- _EXERCISE REQUIREMENTS_:
**a)** In the comments on piracy and DRM, which Australian online TV service does the writer call brilliant?
**b)** Carry on the comments on piracy and DRM from the point where they stop, keeping the same voice.

Yay - someone gets it :D There's a reason Australia pirates so much and it's not because we're evil, dirty people who refuse to pay for stuff. It's just that American (well, mostly American) companies refuse to offer their 'legal' options outside the US. Don't they want our money?
Mind you, our companies do the same thing. Australian TV channels all have free online streaming and catch-up services (some of which are damn good, ABC iView is brilliant), but they too are blocked outside Australia. Incredibly annoying when you're travelling (until I left a SOCKS proxy running at home ... that works nicely). Stupid copyright law!
I suppose it depends what you define as DRM. I always thought "DRM" strictly referred to the locking of actual data (i.e. music, movies, software) to a particular user in order to prevent copying/sharing of that data. "Always online" requirements, while just as annoying, I didn't put under that umbrella. But that may simply be my incorrect understanding of the term. I'm not disagreeing that it sucks, but merely saying that I didn't really think of it as "DRM". You don't have to tell me about the pitfalls of 'always online' ... I'm Australian so one unavoidable impact of this for me is having 300-400 ms of latency playing a 'single player' game (wish Blizz would get around to installing some local servers one of these years ... the AU/NZ market has got to be big enough to justify at least ONE server).
Separating the single player game from the (potentially) multiplayer game is a good idea ... I never thought about that but now that you mention it, it'd be a simple way of doing it. When creating a character you could be given the choice of creating a "local only" character, or an "online" character (only the online character could participate in multiplayer games and the auction house, but could still be played 'single player, but online' if you wanted.

- _MATERIAL_:
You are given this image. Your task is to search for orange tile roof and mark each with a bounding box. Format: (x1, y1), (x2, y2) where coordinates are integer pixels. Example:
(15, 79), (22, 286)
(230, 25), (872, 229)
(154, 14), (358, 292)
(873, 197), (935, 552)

- _WRITTEN ANSWERS_:
**a)** ABC iView.

**b)**
Mind you, it'd suck if you created a "local only" character and got an awesome drop that you could have sold for $100s on the AH. I strongly suspect that Blizzard didn't go down this route not for nefarious "stop the pirates/hackers" reasons, but more because by forcing everyone to play online, there'd be a much wider range of equipment being dropped that could potentially be put on the RMAH. Since Blizz gets a cut of every transaction this is obviously in their interest.
Yeah I agree. In countries where they generally have always had caps, plans are often delivered at "whatever speed the infrastructure can support", and you pay for the download limit you want. The situation with Comcast differs in that you are being charged for speed tier, as well as volume downloaded. Furthermore, there isn't a range of different caps to choose from as there are in some other countries.
For instance, I'm on an ADSL2+ connection in Australia and have a cap. However, plans don't have any particular advertised speed (on DSL at least, cable or fibre is a different story) - they are simply "ADSL2+", which supports up to 24 Mbps down, and up to 2.5 Mbps up. The speed you actually get will be as fast as your modem can manage to sync, given your line length and condition. Some people with short phone lines will get the full 24 Mbps. Some with very long lines will only get a couple of Mbps. And most get somewhere in between ... but the point is you get as fast as your line will support.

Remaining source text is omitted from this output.